Reproduce the lines below exactly, starting at the one containing "Exercise. Point out every instance of the black drawstring" and stopping at the final line.

BEGIN Provided data

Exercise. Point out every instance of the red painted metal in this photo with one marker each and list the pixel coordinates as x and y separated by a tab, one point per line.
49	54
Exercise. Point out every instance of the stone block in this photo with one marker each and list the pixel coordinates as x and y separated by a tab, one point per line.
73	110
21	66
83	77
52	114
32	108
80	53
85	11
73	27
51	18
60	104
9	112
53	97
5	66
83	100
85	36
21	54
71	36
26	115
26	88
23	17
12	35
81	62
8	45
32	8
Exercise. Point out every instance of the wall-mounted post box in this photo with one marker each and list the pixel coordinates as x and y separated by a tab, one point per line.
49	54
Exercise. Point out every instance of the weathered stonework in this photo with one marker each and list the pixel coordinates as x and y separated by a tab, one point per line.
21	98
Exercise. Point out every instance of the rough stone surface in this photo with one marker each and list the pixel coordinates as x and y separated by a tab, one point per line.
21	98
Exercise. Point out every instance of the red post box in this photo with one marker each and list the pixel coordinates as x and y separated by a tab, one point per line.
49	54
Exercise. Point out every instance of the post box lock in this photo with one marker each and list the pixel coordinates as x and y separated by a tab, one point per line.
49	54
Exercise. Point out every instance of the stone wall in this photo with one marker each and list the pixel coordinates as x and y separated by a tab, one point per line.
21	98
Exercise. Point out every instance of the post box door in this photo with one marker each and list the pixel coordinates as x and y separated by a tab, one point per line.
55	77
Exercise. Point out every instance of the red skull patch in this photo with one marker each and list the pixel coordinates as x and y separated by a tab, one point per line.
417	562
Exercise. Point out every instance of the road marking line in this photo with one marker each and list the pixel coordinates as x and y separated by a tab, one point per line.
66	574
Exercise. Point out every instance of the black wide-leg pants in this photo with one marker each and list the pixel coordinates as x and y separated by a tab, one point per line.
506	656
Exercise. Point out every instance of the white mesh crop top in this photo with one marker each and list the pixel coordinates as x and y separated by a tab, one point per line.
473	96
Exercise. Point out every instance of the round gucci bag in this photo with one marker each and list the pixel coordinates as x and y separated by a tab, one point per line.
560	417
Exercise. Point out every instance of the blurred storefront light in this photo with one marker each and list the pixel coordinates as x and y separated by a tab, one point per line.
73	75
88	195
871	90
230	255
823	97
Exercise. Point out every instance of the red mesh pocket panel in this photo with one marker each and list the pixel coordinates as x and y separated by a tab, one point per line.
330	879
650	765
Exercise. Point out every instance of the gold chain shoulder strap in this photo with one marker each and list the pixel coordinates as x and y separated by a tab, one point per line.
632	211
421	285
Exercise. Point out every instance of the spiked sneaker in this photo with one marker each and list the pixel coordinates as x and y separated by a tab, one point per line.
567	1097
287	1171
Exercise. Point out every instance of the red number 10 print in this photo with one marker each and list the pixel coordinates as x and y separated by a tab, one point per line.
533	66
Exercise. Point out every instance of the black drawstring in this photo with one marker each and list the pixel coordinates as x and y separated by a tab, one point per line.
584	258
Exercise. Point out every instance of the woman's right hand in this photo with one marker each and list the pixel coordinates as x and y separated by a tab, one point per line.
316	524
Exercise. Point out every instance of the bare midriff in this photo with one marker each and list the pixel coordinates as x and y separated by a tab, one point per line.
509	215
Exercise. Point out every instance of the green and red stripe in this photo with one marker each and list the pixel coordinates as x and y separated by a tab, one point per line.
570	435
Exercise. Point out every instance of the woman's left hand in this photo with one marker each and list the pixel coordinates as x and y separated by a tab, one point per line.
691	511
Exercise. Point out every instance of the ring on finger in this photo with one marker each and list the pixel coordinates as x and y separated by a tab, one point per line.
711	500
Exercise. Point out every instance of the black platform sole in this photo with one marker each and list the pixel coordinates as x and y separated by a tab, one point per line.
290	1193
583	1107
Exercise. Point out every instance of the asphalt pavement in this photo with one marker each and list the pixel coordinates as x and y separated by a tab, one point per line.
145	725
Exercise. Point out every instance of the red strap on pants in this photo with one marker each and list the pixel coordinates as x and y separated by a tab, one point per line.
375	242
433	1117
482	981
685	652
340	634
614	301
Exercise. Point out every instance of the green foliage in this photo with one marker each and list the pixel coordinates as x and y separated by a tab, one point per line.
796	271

END Provided data

| Exercise output |
Exercise. Point out every instance of the black drawstring in this photo with one marker each and list the pixel coordinates as x and y separated by a tab, one point per line.
584	258
Exercise. Point out every instance of the woman's right hand in this photo with one marker each and list the pixel coordinates as x and y separated by a tab, one point per line.
316	524
Exercise. Point out every instance of the bare midriff in this photo with one marker each and list the pixel coordinates as x and y separated by a tab, one point per line.
509	215
Exercise. Point out every instance of the green and red stripe in this photo with one marker each and list the pixel coordinates as x and y separated by a tab, one point per line.
570	435
Exercise. Point out every instance of the woman's left hand in this photo with one marker each and list the pixel coordinates as x and y separated by a tab, one point per line.
691	511
Exercise. Point out every instance of the ring on finger in this photo with one marker each and list the pixel coordinates as x and y separated by a tab, one point per line.
711	500
Exercise. Point out every instance of the black platform sole in this photo with one marker each and list the pixel coordinates as x and y separated by a tab, one point per line.
290	1193
583	1107
Exercise. Point out every instance of the asphalt pavement in this photo with one marker each and list the pixel coordinates as x and y separated by a tab, one point per line.
145	725
Exercise. Point out every instance of the red strap on pants in this photo with one marker each and list the pixel coordinates as x and y separated by a tab, one point per line.
375	242
433	1117
482	981
685	652
340	634
614	301
Exercise. Point out every instance of the green foliage in this photo with one marker each and list the pixel coordinates as x and y separated by a tab, one point per line.
796	271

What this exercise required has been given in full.